### Extracted text
Ángeles researches how objects can have their own language. For example, she believes a black metal stool expresses something different than a red velvet armchair. The Ecuadorian designer explores how the way products are designed communicate a different message or story.

In her work she often asks universal questions about culture, human behavior and nature. Like her piece Metamorphosis, a glass birdcage that has a gold caterpillar inside, hanging from a thin thread. “I was obsessed with the question of how can you contain freedom. This is a paradox, of course, but I tried to find symbols that explore this idea.”

Solid but simultaneously fragile, the glass object should be treated with care, just like freedom. The cage is partially open, which inhibits it from imprisoning something. Inside, Ángeles put a caterpillar that’s about to grow into a butterfly.

“She embodies ultimate freedom for me, but what’s paradoxical is that she doesn’t have a notion of what that is. The concept of liberty is defined by humans, because we also know captivity. In nature things are absolutely free, but simultaneously there’s no such thing as freedom – things just are,” Ángelez says.

“But us humans, we’re part of nature as well. So the project forms an ongoing dialogue if we want, and can be, connected to this form of liberty, or not.”

And so, Metamorphosis doesn’t answer how you can capture freedom, rather it tells a story about the complex ways you can look at it and understand it.

In Glass Stool, Ángeles explores complications that are inherently tied to communication. The wooden piece with a glass seating is a reinterpretation of the Ikea stool Frosta. This specific design has been reinterpreted many times before, tracing all the way back to its first edition, the 1930s Iconic Stool no. 60 by Alvar Aalto.

### Information supplied

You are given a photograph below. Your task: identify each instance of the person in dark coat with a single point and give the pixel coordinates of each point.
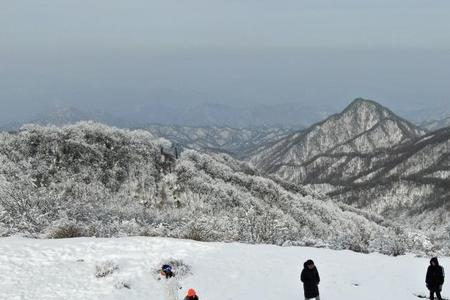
(310, 278)
(435, 278)
(192, 295)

### Work to complete
A) In two sentences, summarize the profile of the designer Ángeles.
B) Quote the passage from the profile of the designer Ángeles starting at "Solid but simultaneously" and ending at "and understand it.".

### Answers for the exercise
A) Ecuadorian designer Ángeles studies how objects can have their own language, and her work often raises universal questions about culture, human behavior and nature. Her piece Metamorphosis, a partly open glass birdcage holding a gold caterpillar, doesn't answer how freedom can be captured but tells a story about the complex ways of looking at it, while her Glass Stool reinterprets the Ikea stool Frosta to explore complications tied to communication.

B)
Solid but simultaneously fragile, the glass object should be treated with care, just like freedom. The cage is partially open, which inhibits it from imprisoning something. Inside, Ángeles put a caterpillar that’s about to grow into a butterfly.

“She embodies ultimate freedom for me, but what’s paradoxical is that she doesn’t have a notion of what that is. The concept of liberty is defined by humans, because we also know captivity. In nature things are absolutely free, but simultaneously there’s no such thing as freedom – things just are,” Ángelez says.

“But us humans, we’re part of nature as well. So the project forms an ongoing dialogue if we want, and can be, connected to this form of liberty, or not.”

And so, Metamorphosis doesn’t answer how you can capture freedom, rather it tells a story about the complex ways you can look at it and understand it.